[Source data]

- - - - -

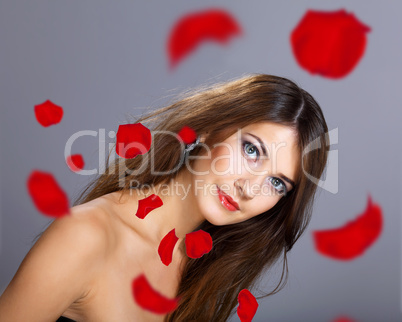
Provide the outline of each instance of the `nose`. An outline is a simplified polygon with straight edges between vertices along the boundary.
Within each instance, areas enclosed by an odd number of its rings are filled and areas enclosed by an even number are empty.
[[[242,198],[250,200],[261,192],[266,177],[266,175],[251,175],[237,178],[234,186]]]

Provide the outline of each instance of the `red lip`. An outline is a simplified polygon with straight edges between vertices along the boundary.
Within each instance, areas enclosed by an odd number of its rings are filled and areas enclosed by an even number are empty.
[[[226,193],[224,193],[221,189],[218,188],[218,194],[219,194],[219,200],[221,201],[222,205],[230,210],[230,211],[236,211],[236,210],[240,210],[239,205],[237,204],[236,201],[234,201],[232,199],[232,197],[230,197],[229,195],[227,195]]]

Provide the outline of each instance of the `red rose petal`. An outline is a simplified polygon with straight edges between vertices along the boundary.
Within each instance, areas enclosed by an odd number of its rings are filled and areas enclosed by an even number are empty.
[[[241,33],[237,21],[226,11],[210,9],[188,14],[177,21],[169,41],[168,54],[173,68],[201,42],[215,40],[225,44],[230,36]]]
[[[159,198],[159,196],[152,194],[149,197],[138,201],[138,209],[135,215],[140,219],[144,219],[149,212],[151,212],[155,208],[159,208],[162,205],[162,199]]]
[[[345,77],[363,57],[369,31],[344,9],[308,10],[291,34],[293,54],[311,74]]]
[[[197,139],[197,133],[189,126],[183,126],[177,136],[185,144],[193,143]]]
[[[151,131],[141,123],[122,124],[116,133],[116,153],[122,158],[132,159],[147,153],[151,142]]]
[[[66,158],[66,163],[71,171],[78,172],[84,168],[84,159],[81,154],[69,155]]]
[[[177,307],[178,299],[168,299],[155,291],[144,274],[133,280],[132,291],[135,301],[144,310],[156,314],[167,314]]]
[[[363,253],[378,239],[382,230],[381,208],[368,197],[367,208],[354,221],[336,229],[313,232],[315,247],[321,254],[351,260]]]
[[[202,229],[186,234],[186,253],[190,258],[200,258],[212,249],[211,235]]]
[[[172,262],[173,249],[179,238],[175,234],[175,229],[173,228],[165,237],[161,240],[158,247],[158,254],[161,261],[166,266]]]
[[[30,174],[27,186],[33,203],[43,214],[62,217],[70,213],[67,195],[52,174],[35,170]]]
[[[57,124],[63,118],[63,108],[49,100],[35,105],[34,111],[37,121],[44,127]]]
[[[241,322],[250,322],[258,309],[258,303],[254,295],[249,290],[241,290],[237,300],[239,306],[237,308],[237,315]]]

- - - - -

> _Request_
Repeat every record above exactly, but leave out any pictures.

> _The reply_
Provide the outline of each instance of the `nose`. An outline is a simplified polygon with straight edges between vertices along the boundary.
Within each instance, areas enclosed by an odd number of its rings are filled and areas enclosed by an even number are empty.
[[[242,198],[250,200],[261,192],[266,177],[266,175],[251,175],[237,178],[234,186]]]

Provide the outline of each instance of the `red lip`. An outline is a simplified polygon with straight edges between vertices along the boundary.
Within each instance, areas enclosed by an odd number of its rings are filled and areas enclosed by an even number are empty.
[[[226,193],[224,193],[221,189],[218,188],[218,194],[219,194],[219,200],[221,201],[222,205],[230,210],[230,211],[236,211],[236,210],[240,210],[239,205],[237,204],[236,201],[234,201],[232,199],[232,197],[230,197],[229,195],[227,195]]]

Provide the outline of each instance of the `red rose petal`. An outline is a simplified polygon with straight edges between vertices along the boundary.
Within each instance, areas enclosed by an odd number of its rings are filled and areas enclosed by an even number are empty.
[[[241,33],[237,21],[226,11],[210,9],[188,14],[177,21],[169,41],[168,54],[173,68],[201,42],[215,40],[225,44],[230,36]]]
[[[159,198],[159,196],[152,194],[149,197],[138,201],[138,209],[135,215],[140,219],[144,219],[149,212],[151,212],[155,208],[159,208],[162,205],[162,199]]]
[[[345,77],[363,57],[369,31],[344,9],[308,10],[291,34],[293,54],[311,74]]]
[[[197,139],[197,133],[189,126],[183,126],[177,136],[185,144],[193,143]]]
[[[151,131],[141,123],[122,124],[116,133],[116,153],[122,158],[132,159],[147,153],[151,142]]]
[[[66,158],[66,163],[71,171],[78,172],[84,168],[84,159],[81,154],[69,155]]]
[[[177,307],[178,299],[168,299],[155,291],[144,274],[133,280],[132,291],[135,301],[144,310],[156,314],[167,314]]]
[[[363,253],[378,239],[382,230],[381,208],[368,197],[367,208],[354,221],[336,229],[313,232],[315,247],[321,254],[351,260]]]
[[[202,229],[186,234],[186,253],[190,258],[200,258],[212,249],[211,235]]]
[[[172,262],[173,249],[179,238],[175,234],[175,229],[173,228],[165,237],[161,240],[158,247],[158,254],[161,261],[166,266]]]
[[[30,174],[27,186],[33,203],[43,214],[62,217],[70,213],[67,195],[52,174],[35,170]]]
[[[57,124],[63,118],[63,108],[49,100],[35,105],[34,111],[37,121],[44,127]]]
[[[241,322],[250,322],[258,309],[258,303],[254,295],[249,290],[241,290],[237,300],[239,306],[237,308],[237,315]]]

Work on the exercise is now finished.